- CUPLIKAN SUMBER:
|
Diskusi Gerakan Anti Politisi Busuk
Demi kekuasaan, apapun mereka lakukan.
Pemilu
tidak habis-habisnya dibicarakan. Sebuah perhelatan besar yang akan
menentukan roda pemerintahan negara kita. Tidak hanya mekanismenya saja yang
menjadi bahan perbincangan, tapi juga mengenai para politisi yang bermain di
dalamnya. Busuknya permainan para politisi banyak disinyalir sebagai
penyebab keterpurukan Indonesia saat krisis moneter. Keterpurukan itu
sampai saat ini belum ada titik temunya. Mulai dari kasus KKN yang
merajalela dalam birokrasi perpolitikan dan pemerintahan di Indonesia, belum
adanya penegakan HAM secara adil yang berakibat rakyat kecil semakin
menderita dan tertindas. Ditambah lagi masih banyaknya kasus suap menyuap
untuk masuk menjadi pejabat dalam pemerintahan.
Keprihatinan
terhadap kondisi perpolitikan Indonesia sekarang inilah yang kemudian
dibahas dalam sebuah diskusi interaktif hasil kerja sama antara INTI
(Perhimpunan Indonesia Tionghoa), KPPI (Komite Persiapan Pergerakan
Indonesia) dan Fakultas Ilmu Sosial dan Ilmu Politik (FISIP) UAJY. Diskusi
yang diadakan pada tanggal 19 Januari 2004, dengan pembicara Faisal Basir
dan Beni Setiono, selaku anggota INTI Jakarta, mencoba untuk membedah tema
mengenai gerakan nasional tidak pilih politisi busuk. Gerakan itu didasarkan
pada kesadaran untuk memilih wakil rakyat yang berkualitas. Diskusi yang
dihadiri juga oleh para mahasiswa Atma Jaya dan anggota INTI sendiri
membahas empat kriteria pemilihan politisi. Beberapa diantaranya dilarang
melakukan pelanggaran HAM berat, tidak terlibat KKN, tidak melakukan
pelecehan terhadap wanita, dan yang terakhir yaitu tidak melakukan perusakan
lingkungan. “Dengan Kriteria tersebut, rakyat hendaknya dapat menilai
pemimpin mana yang sekiranya dapat memimpin Indonesia.” Ungkap Drs. Lukas
S. Ispandriarno, M.A., selaku moderator dalam diskusi tersebut.

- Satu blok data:

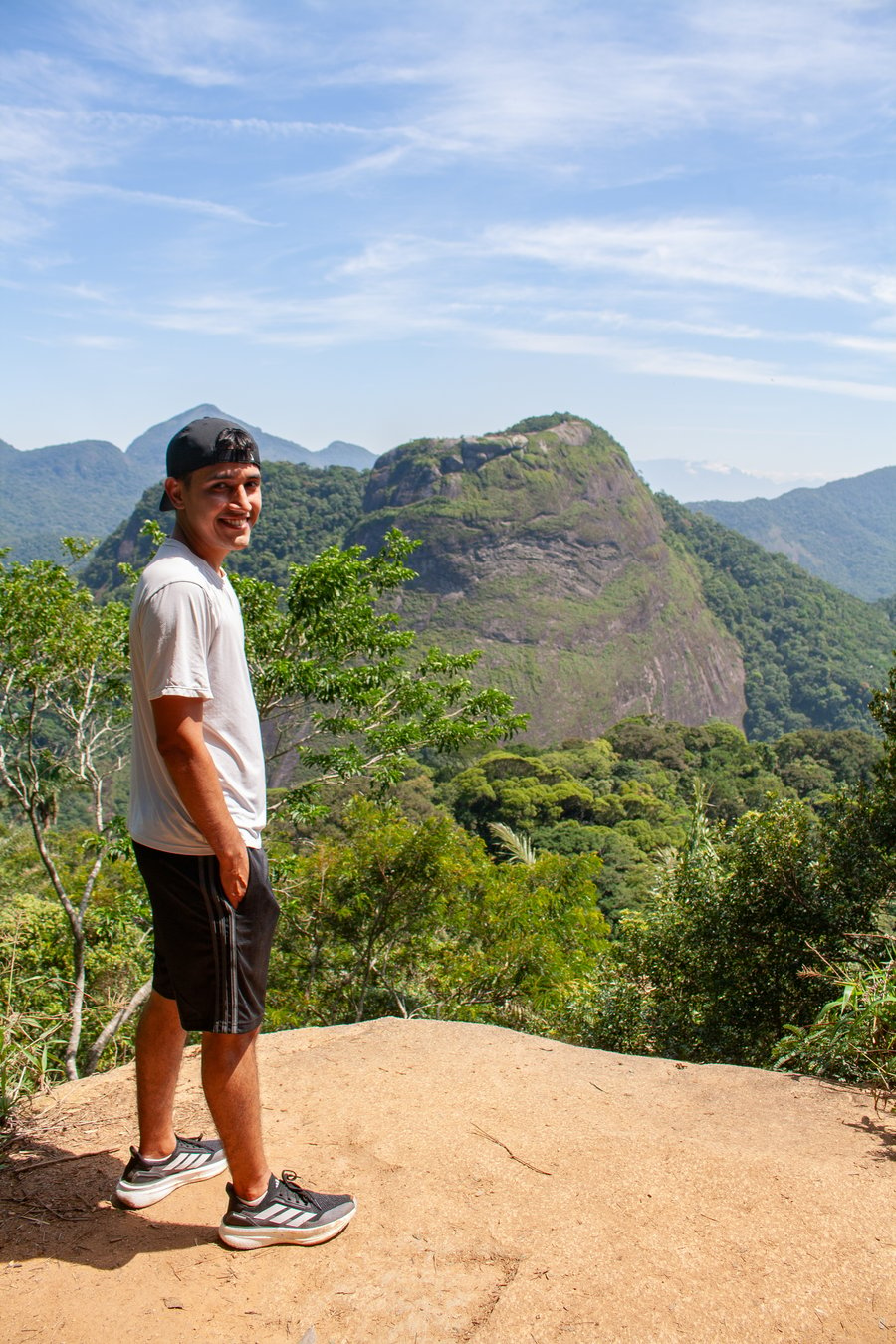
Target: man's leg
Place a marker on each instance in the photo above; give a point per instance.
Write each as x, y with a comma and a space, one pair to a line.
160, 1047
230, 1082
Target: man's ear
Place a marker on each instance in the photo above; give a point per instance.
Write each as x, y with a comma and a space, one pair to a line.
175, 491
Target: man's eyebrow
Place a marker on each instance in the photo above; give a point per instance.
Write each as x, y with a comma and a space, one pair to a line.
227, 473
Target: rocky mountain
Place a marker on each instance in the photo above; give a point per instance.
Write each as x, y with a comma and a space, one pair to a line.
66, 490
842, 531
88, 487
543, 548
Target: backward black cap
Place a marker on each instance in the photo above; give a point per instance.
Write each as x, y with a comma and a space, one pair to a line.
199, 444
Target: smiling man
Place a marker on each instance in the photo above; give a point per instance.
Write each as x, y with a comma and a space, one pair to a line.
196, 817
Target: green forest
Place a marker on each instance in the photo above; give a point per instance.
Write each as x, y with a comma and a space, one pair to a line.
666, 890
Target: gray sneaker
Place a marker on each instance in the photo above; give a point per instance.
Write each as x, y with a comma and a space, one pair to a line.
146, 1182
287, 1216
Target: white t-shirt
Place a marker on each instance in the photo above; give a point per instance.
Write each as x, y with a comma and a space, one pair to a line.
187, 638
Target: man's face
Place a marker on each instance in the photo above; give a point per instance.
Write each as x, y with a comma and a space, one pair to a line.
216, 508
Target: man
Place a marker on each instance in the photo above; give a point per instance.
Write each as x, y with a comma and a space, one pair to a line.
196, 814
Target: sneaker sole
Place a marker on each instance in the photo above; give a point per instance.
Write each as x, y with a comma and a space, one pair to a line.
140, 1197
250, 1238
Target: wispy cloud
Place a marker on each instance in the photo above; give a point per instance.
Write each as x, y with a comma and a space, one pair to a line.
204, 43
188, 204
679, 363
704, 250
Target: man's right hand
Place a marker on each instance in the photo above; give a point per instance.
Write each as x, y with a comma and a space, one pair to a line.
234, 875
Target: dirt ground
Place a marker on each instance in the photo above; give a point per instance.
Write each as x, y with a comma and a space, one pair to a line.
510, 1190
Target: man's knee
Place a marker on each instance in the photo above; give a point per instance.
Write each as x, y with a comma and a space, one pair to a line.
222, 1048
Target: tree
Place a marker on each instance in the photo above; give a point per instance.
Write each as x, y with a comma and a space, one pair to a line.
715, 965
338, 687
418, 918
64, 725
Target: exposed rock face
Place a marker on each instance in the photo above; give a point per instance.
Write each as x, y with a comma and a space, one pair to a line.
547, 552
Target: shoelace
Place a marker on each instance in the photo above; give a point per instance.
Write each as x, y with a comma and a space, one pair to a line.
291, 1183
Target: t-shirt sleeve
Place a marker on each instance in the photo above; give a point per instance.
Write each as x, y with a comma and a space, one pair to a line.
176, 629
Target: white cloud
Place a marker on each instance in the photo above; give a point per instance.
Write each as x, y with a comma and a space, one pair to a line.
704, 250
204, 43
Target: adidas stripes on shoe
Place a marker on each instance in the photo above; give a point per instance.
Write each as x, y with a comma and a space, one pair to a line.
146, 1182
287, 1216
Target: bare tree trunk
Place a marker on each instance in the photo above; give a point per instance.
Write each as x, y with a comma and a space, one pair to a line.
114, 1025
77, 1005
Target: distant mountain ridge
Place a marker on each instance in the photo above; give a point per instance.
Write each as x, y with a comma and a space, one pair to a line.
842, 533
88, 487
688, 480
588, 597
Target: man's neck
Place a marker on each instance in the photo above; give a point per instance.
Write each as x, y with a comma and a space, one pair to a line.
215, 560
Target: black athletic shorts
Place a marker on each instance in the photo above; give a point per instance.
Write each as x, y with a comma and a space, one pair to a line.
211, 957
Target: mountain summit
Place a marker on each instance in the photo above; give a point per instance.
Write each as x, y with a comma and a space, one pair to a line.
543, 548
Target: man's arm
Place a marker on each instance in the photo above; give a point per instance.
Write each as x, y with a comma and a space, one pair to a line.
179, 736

- TUGAS LATIHAN INI:
#1 Tentukan apakah pernyataan berikut sesuai dengan artikel tentang diskusi anti politisi busuk: (a) Diskusi diadakan pada tanggal 19 Januari 2004. (b) Faisal Basir bertindak sebagai moderator diskusi. (c) Diskusi membahas empat kriteria pemilihan politisi. Jawab ya atau tidak untuk masing-masing, disertai kutipan kata-kata penentu dari artikel.
#2 Menurut artikel tentang diskusi anti politisi busuk, gerakan nasional tidak pilih politisi busuk didasarkan pada apa?
#3 Teruskan artikel tentang diskusi anti politisi busuk setelah kalimat terakhirnya.

- JAWABAN TIAP TUGAS:
#1
(a) Ya: "Diskusi yang diadakan pada tanggal 19 Januari 2004"
(b) Tidak: "Drs. Lukas S. Ispandriarno, M.A., selaku moderator dalam diskusi tersebut"
(c) Ya: "membahas empat kriteria pemilihan politisi"

#2 Pada kesadaran untuk memilih wakil rakyat yang berkualitas.

#3
Kenyataan bahwa
para politisi akan melakukan berbagai cara demi memperoleh kekuasaan,
memunculkan ketakutan akan kecurangan yang akan mereka lakukan. Kecurangan
itu seperti saat kampanye di kampus. Masalah kampanye di kampus adalah suatu
kebijakan dari tiap-tiap universitas. Ketakutan akan adanya kecurangan
dalam pelaksanaan pemilu 2004 ini, semakin mempertanyakan perihal kampus
UAJY sendiri menanggapi adanya kampanye pemilu di kampus-kampus. Menanggapi
hal ini Lukas, yang juga selaku dosen FISIP UAJY, mengungkapkan bahwa untuk
Universitas Atma Jaya sendiri menolak adanya kampanye pemilu berupa kampanye
massa. Kampanye yang dia maksudkan seperti ketika adanya parpol yang datang
ke kampus untuk membagikan kaos, stiker, atau aksesoris lainnya dengan
tujuan mensosialisasikan partai tersebut. “Yang di harapkan kampus sendiri,
hanya berupa dialog interaktif antara pemimpin parpol dengan kalangan
mahasiswa, sehingga dapat tercipta sosialisasi pemilu yang sehat dan
berwawasan,” tambah dosen yang saat ini sedang menyelesaikan studi S3-nya di
Jerman.
Hal senada pun
diungkapkan Yudho Raharjo selaku mahasiswa FISIP UAJY dan peserta
diskusi. “Saya menolak keras adanya kampanye pemilu di kampus UAJY.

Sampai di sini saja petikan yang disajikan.